Written request a —
Answer these questions about the text on the Venturi aircraft:
(i) How many propellers does the Venturi use?
(ii) What color is the fuselage tooling the company completed in October?
(iii) What happens to the upper shrouds for high-speed flight?

Document extract —
****
Venturi propulsion will be provided by the pairs of counter-rotating propellers, mounted towards the rear of each of the two channels in each wing. The 16 specially designed, very thin, six bladed propellers are optimized for takeoff thrust, high-speed flight and reduced noise. Winston got the initial idea from an old NASA study that investigated ways to make commercial airliners more fuel efficient by modifying propellers — at the time, a long-overlooked part of aviation technology.
HopFlyt has two patent filings pending on the unique, channeled tilting wing. “Nobody’s ever done a canard, and a wing that change incident and are independent, left and right,” said Winston. “There are also no standard controls surfaces. There’s no ailerons. There’s no flaps. There’s no rudder, no vertical stabilizer, elevator — any of that,” he said, adding the absent control surfaces will also mean less drag on the aircraft. Autodesk is also partnering with HopFlyt to build a set of propellers for the ground test the company plans to perform in early 2020.
HopFlyt is making composite tooling using 3D printed parts to form 100% carbon graphite aircraft. In October, the company completed the full-size, bright red fuselage tooling, which will eventually be overlaid with composite material to make the actual fuselage, said Feely.
Venturi’s propulsion will be 100% electric for now, but space in the fuselage is being allotted to potentially house a hybrid system. “We are unsure of where battery technology will be in two years when we are ready to fly,” Winston explained, “so we have made provisions in the design for it to be a hybrid electric, with an internal combustion engine running a generator, in order to reduce weight and increase range.”
In contrast to the Custer Channel Wing, the Venturi closes the circle above the wing. This provides additional lift in low speed flight, but the upper shrouds retract radially into the wings to reduce drag for high-speed flight.
****
Entries from a pointing dataset

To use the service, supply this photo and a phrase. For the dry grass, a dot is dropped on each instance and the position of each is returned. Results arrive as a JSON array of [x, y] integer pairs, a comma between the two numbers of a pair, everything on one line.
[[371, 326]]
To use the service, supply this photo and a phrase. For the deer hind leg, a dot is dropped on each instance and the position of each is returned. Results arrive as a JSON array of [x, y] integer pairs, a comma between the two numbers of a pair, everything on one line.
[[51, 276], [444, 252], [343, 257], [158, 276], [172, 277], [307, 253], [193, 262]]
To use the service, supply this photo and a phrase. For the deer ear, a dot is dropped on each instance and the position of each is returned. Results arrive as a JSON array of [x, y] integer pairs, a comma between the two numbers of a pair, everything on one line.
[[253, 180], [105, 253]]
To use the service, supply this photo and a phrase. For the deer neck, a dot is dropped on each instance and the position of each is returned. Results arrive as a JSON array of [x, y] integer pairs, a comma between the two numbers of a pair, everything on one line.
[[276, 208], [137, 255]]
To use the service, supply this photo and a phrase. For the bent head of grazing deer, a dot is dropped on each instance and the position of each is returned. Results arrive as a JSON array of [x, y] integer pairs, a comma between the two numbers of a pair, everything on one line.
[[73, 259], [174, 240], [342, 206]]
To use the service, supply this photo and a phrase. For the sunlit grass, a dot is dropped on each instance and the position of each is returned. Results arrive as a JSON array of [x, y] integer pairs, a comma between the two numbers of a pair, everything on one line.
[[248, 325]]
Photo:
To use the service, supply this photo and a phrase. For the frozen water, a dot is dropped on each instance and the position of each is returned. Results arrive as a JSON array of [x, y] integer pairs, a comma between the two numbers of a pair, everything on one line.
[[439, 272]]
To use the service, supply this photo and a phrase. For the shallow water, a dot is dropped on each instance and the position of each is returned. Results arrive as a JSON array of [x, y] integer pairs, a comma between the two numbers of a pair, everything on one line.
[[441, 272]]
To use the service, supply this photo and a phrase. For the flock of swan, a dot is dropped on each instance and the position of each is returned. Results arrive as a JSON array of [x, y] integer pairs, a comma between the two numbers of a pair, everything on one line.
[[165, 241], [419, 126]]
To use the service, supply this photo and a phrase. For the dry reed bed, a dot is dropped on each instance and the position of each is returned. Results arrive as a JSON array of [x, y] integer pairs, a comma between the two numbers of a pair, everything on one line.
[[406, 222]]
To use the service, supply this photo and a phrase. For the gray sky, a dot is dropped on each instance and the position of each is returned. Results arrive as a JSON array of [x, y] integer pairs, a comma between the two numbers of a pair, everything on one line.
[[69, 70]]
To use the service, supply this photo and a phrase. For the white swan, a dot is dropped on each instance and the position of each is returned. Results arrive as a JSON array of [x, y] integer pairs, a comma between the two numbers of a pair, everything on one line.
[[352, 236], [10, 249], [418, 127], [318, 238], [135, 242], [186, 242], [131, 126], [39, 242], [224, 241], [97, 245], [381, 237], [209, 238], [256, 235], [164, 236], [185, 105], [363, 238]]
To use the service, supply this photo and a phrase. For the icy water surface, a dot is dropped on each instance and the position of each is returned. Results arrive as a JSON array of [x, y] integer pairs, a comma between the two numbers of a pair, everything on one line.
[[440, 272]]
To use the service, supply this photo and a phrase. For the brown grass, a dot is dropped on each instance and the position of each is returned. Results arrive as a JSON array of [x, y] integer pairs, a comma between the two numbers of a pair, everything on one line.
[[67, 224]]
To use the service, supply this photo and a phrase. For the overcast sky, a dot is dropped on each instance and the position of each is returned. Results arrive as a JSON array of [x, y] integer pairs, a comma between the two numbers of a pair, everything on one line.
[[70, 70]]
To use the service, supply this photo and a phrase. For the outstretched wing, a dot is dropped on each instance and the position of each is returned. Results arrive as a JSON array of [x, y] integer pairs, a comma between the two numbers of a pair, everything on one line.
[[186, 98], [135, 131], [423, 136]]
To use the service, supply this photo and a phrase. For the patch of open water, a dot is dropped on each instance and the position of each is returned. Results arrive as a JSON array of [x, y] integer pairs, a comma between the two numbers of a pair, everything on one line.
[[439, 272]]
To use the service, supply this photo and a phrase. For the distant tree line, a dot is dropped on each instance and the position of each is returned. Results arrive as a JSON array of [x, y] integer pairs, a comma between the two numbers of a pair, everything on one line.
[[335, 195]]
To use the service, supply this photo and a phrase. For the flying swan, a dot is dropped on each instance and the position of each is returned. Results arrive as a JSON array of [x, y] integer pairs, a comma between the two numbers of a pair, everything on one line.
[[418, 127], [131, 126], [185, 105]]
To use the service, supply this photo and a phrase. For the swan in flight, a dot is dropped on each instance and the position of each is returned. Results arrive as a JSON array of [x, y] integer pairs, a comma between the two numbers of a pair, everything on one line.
****
Written request b — Please edit the entries starting at the line that contains "deer ear, a" and ending at the line that contains "[[253, 180], [105, 253]]", replacing "dot" with "point" and leaving all else unchanged. Give back only those lines.

Full answer a —
(i) 16
(ii) Bright red
(iii) They retract radially into the wings to reduce drag.

Full answer b —
To use the service, supply this photo and a phrase. For the deer ear, a point is dropped on each instance and the position of each is returned. Results arrive as a JSON array of [x, y] integer pairs, a comma between the two numbers of a pair, everything on one line.
[[253, 180], [105, 253]]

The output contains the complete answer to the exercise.